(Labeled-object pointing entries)
——————————

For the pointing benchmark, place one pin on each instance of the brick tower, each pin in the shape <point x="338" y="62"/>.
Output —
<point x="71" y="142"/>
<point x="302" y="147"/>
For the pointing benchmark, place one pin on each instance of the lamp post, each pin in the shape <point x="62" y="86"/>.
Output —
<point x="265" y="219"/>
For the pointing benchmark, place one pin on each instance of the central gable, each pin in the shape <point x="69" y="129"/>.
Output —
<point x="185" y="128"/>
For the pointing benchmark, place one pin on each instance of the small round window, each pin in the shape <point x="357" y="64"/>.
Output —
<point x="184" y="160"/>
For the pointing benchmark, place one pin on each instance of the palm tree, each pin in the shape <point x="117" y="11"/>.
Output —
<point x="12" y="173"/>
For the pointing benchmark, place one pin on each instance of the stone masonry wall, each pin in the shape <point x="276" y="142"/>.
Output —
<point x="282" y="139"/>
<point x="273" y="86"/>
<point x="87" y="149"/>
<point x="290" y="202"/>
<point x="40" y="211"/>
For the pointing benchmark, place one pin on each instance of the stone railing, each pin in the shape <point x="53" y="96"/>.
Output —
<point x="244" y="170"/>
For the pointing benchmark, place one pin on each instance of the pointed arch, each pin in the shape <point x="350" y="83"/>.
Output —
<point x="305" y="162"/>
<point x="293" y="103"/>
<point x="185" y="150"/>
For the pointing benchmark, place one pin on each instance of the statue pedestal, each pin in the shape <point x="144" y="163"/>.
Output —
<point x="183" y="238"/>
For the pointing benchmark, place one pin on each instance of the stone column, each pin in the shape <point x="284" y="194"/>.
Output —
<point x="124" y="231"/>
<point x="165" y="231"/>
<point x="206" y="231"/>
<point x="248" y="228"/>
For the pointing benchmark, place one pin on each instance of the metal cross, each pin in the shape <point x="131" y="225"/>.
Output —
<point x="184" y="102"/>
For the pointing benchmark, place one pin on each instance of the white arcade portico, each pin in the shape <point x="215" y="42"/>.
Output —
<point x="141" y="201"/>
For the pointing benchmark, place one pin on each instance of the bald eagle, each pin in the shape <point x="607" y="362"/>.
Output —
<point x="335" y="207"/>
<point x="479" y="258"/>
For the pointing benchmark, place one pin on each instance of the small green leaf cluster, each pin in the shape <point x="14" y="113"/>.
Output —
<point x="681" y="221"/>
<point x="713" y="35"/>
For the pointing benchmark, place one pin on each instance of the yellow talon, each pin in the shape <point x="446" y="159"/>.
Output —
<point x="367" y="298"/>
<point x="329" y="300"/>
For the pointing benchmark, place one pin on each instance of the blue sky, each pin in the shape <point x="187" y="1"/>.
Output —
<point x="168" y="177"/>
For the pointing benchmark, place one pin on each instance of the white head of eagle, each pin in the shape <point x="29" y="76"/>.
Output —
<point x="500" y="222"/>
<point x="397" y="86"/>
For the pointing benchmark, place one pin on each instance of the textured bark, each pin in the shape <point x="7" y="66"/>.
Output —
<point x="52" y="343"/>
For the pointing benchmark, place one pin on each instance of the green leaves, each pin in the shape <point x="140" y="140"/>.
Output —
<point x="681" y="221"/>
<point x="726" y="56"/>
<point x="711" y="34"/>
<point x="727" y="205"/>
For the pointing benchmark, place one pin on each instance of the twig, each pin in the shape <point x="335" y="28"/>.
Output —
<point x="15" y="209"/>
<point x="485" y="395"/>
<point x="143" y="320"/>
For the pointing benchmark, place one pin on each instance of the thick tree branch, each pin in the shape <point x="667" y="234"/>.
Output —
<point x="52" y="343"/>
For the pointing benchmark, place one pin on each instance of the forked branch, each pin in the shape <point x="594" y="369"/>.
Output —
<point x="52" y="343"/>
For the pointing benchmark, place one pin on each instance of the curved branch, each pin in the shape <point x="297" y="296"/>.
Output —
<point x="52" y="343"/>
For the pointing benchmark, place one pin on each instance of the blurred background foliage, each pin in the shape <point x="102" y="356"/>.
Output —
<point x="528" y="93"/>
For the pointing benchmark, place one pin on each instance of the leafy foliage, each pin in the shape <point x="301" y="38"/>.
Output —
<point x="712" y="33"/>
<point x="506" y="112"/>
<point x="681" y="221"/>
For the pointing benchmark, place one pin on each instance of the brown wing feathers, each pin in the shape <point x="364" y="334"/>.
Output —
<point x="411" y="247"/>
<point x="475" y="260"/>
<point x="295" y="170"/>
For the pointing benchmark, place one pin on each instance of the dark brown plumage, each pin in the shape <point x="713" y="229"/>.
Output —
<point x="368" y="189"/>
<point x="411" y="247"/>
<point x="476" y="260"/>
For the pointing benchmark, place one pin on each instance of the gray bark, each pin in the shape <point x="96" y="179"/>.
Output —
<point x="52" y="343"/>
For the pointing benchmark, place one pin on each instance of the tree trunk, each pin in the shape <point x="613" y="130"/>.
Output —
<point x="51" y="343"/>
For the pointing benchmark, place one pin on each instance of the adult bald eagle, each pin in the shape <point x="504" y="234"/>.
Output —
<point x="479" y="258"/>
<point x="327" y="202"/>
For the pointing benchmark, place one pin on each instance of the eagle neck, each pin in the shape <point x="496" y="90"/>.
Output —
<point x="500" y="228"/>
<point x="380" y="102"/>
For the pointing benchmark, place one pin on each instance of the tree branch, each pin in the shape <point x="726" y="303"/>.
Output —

——————————

OBJECTIVE »
Exactly reproduce the material above.

ANSWER BELOW »
For the pointing benchmark, place one pin on each instance of the brick tower, each pin in the shape <point x="338" y="62"/>.
Output —
<point x="71" y="142"/>
<point x="302" y="147"/>
For the pointing benchmark, place one pin on each instance of the lamp post, each pin in the shape <point x="62" y="86"/>.
Output —
<point x="265" y="219"/>
For the pointing benchmark, place one pin on each instance of the central gable, each pin in the shape <point x="69" y="129"/>.
Output —
<point x="185" y="128"/>
For the pointing benchmark, place one pin on each instance of the small round window, each pin in the shape <point x="357" y="64"/>.
Output —
<point x="184" y="160"/>
For the pointing benchmark, place one pin on each instance of the palm tree, each pin in the shape <point x="117" y="11"/>.
Output —
<point x="12" y="173"/>
For the pointing benchmark, place one pin on each instance of the stone masonry wall, each pin in the shape <point x="276" y="142"/>.
Output —
<point x="282" y="139"/>
<point x="273" y="86"/>
<point x="87" y="149"/>
<point x="290" y="202"/>
<point x="40" y="211"/>
For the pointing benchmark, place one pin on each instance of the stone railing, each pin in the shape <point x="53" y="96"/>.
Output —
<point x="244" y="170"/>
For the pointing benchmark, place one pin on each instance of the pointed arch, each pin in the shape <point x="350" y="83"/>.
Output —
<point x="305" y="162"/>
<point x="293" y="103"/>
<point x="185" y="150"/>
For the pointing benchmark, place one pin on each instance of the statue pedestal, each pin in the shape <point x="144" y="163"/>.
Output —
<point x="183" y="238"/>
For the pointing benchmark, place one pin on each instance of the stone column, each pin in the shape <point x="284" y="194"/>.
Output —
<point x="124" y="231"/>
<point x="165" y="231"/>
<point x="206" y="231"/>
<point x="248" y="228"/>
For the pointing benchmark, place one pin on each instance of the metal cross, each pin in the shape <point x="131" y="225"/>.
Output —
<point x="184" y="102"/>
For the pointing benchmark, place one pin on each instance of the white arcade portico, each pin in the shape <point x="215" y="42"/>.
Output —
<point x="141" y="201"/>
For the pointing benchmark, place one pin on each instance of the bald eagle, each pin in the shape <point x="607" y="362"/>.
Output —
<point x="335" y="207"/>
<point x="479" y="258"/>
For the pointing benchmark, place one pin on each instance of the small green leaf cluster, each pin in the shape <point x="14" y="113"/>.
Output —
<point x="681" y="221"/>
<point x="713" y="35"/>
For the pointing benchmark, place one pin on each instance of the yellow talon, each pin in the shape <point x="446" y="159"/>.
Output —
<point x="367" y="298"/>
<point x="329" y="300"/>
For the pointing benchmark, place one pin on each instance of the blue sky, each pin in the shape <point x="187" y="1"/>.
Output —
<point x="168" y="177"/>
For the pointing benchmark, place one pin on each instance of the white head of eagle, each pin in the shape <point x="29" y="76"/>.
Output —
<point x="500" y="222"/>
<point x="397" y="86"/>
For the pointing benchmark, place one pin on each instance of the textured bark, each pin in the shape <point x="7" y="66"/>.
Output —
<point x="52" y="343"/>
For the pointing benchmark, place one pin on each instance of the green leaves, each pin in the shape <point x="140" y="140"/>.
Output —
<point x="681" y="221"/>
<point x="726" y="56"/>
<point x="711" y="34"/>
<point x="727" y="205"/>
For the pointing benchmark, place one pin on each instance of the twig, each pin in the shape <point x="335" y="28"/>.
Output —
<point x="15" y="209"/>
<point x="485" y="395"/>
<point x="143" y="320"/>
For the pointing benchmark, place one pin on each instance of the thick tree branch, each pin in the shape <point x="667" y="234"/>.
Output —
<point x="52" y="343"/>
For the pointing benchmark, place one pin on each instance of the forked branch, each pin in the shape <point x="594" y="369"/>.
Output —
<point x="52" y="343"/>
For the pointing benchmark, place one pin on each instance of the curved branch, each pin in the shape <point x="297" y="296"/>.
Output —
<point x="52" y="343"/>
For the pointing benchmark, place one pin on each instance of the blurred background foliage, each pin in the shape <point x="102" y="356"/>.
Output —
<point x="528" y="93"/>
For the pointing benchmark, place one pin on each instance of the leafy foliage, each pin in the shape <point x="301" y="38"/>.
Output —
<point x="712" y="33"/>
<point x="506" y="112"/>
<point x="681" y="221"/>
For the pointing benchmark, place one pin on each instance of the brown wing feathers, each pin in the shape <point x="364" y="334"/>.
Output —
<point x="411" y="247"/>
<point x="475" y="260"/>
<point x="295" y="170"/>
For the pointing benchmark, place one pin on each instance of the dark brown plumage, each pin in the shape <point x="713" y="229"/>.
Output —
<point x="368" y="189"/>
<point x="411" y="247"/>
<point x="476" y="260"/>
For the pointing benchmark, place one pin on each instance of the gray bark, each pin in the shape <point x="96" y="179"/>.
Output —
<point x="52" y="343"/>
For the pointing benchmark, place one pin on each instance of the tree trunk, each pin in the shape <point x="613" y="130"/>.
Output —
<point x="51" y="343"/>
For the pointing benchmark, place one pin on each instance of the adult bald eagle, each pin in the shape <point x="504" y="234"/>.
Output —
<point x="479" y="258"/>
<point x="327" y="202"/>
For the pointing benchmark, place one pin on each instance of the eagle neck, each pin in the shape <point x="496" y="90"/>.
Output —
<point x="500" y="228"/>
<point x="380" y="102"/>
For the pointing benchmark, place one pin on each instance of the tree branch, each pin in the shape <point x="726" y="303"/>.
Output —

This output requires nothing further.